- _EXERCISE PROMPT_
Every single entry below should be reproduced verbatim.

[[ EXERCISE INPUTS open ]]

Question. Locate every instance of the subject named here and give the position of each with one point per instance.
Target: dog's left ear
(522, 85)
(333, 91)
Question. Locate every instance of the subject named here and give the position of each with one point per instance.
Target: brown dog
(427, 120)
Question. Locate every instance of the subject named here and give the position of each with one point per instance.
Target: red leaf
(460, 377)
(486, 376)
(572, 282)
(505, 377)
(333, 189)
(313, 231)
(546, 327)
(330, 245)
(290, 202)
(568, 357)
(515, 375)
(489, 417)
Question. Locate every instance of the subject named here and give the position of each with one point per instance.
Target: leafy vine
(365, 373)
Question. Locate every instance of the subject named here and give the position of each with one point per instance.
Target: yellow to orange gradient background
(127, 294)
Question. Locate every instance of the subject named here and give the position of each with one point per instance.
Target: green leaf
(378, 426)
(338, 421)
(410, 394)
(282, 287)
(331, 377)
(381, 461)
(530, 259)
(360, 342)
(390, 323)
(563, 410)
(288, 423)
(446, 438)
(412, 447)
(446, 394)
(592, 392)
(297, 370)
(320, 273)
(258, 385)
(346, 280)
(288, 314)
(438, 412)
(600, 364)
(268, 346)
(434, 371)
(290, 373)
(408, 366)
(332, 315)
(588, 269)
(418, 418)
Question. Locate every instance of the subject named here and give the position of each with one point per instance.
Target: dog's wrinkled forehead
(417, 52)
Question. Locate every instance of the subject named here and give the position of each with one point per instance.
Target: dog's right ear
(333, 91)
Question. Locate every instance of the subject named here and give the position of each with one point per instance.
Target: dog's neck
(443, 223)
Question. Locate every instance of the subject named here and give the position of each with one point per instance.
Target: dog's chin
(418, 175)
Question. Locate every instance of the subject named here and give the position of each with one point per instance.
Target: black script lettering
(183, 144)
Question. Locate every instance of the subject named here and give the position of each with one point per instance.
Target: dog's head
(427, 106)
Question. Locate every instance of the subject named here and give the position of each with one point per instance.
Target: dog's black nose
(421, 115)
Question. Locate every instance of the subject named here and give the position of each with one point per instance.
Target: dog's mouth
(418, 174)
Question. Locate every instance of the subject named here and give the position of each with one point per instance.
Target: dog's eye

[[ EXERCISE INPUTS closed ]]

- _ANSWER BOX_
Question. Locate every instance of the subject named here and give the position of each with one point per instance.
Target: dog's left ear
(522, 85)
(333, 91)
Question. Locate every instance of the subject named here and give the position of each with one point per instance.
Target: brown dog
(427, 120)
Question. Locate every instance of the subject named here and give the position of each with one point per instance.
Target: red leaf
(460, 377)
(486, 376)
(572, 282)
(505, 377)
(333, 189)
(313, 231)
(546, 327)
(330, 245)
(290, 202)
(568, 357)
(515, 375)
(489, 417)
Question. Locate every instance of the subject named here and give the position of each with one point per instance.
Target: leafy vine
(365, 373)
Question. Locate every instance of the subject named here and give the position of each with one point per instance.
Target: yellow to orange gradient background
(127, 294)
Question. Locate every instance of the subject named here and give the position of each with one point per instance.
Target: green leaf
(378, 426)
(338, 421)
(410, 394)
(282, 287)
(331, 377)
(381, 461)
(530, 259)
(360, 342)
(390, 323)
(563, 410)
(288, 423)
(446, 438)
(412, 447)
(446, 394)
(592, 392)
(297, 370)
(320, 273)
(258, 385)
(346, 280)
(288, 314)
(438, 412)
(600, 364)
(268, 346)
(434, 371)
(290, 373)
(408, 366)
(332, 315)
(588, 269)
(418, 418)
Question. Locate every instance of the subject named here and give the position of each with one point per instance.
Target: dog's wrinkled forehead
(417, 52)
Question. Locate every instance of the subject named here and give the position of each with one point per instance.
Target: dog's right ear
(333, 91)
Question. Locate every instance of the subject named here and give the position of each with one point per instance.
Target: dog's neck
(443, 223)
Question. Locate every instance of the subject named here and give the position of each with one point per instance.
Target: dog's chin
(418, 175)
Question. Locate every instance of the subject named here and give the position of each with one point per instance.
Target: black script lettering
(183, 144)
Question. Locate every instance of the subject named here and give the position of each with one point per instance.
Target: dog's head
(427, 106)
Question. Locate every instance of the subject named here and give the position of each with one point per instance.
Target: dog's black nose
(421, 115)
Question. Locate every instance of the subject named here and give the position of each with one point per instance.
Target: dog's mouth
(418, 174)
Question. Locate every instance of the subject named here and give the position of each with one point per instance.
Target: dog's eye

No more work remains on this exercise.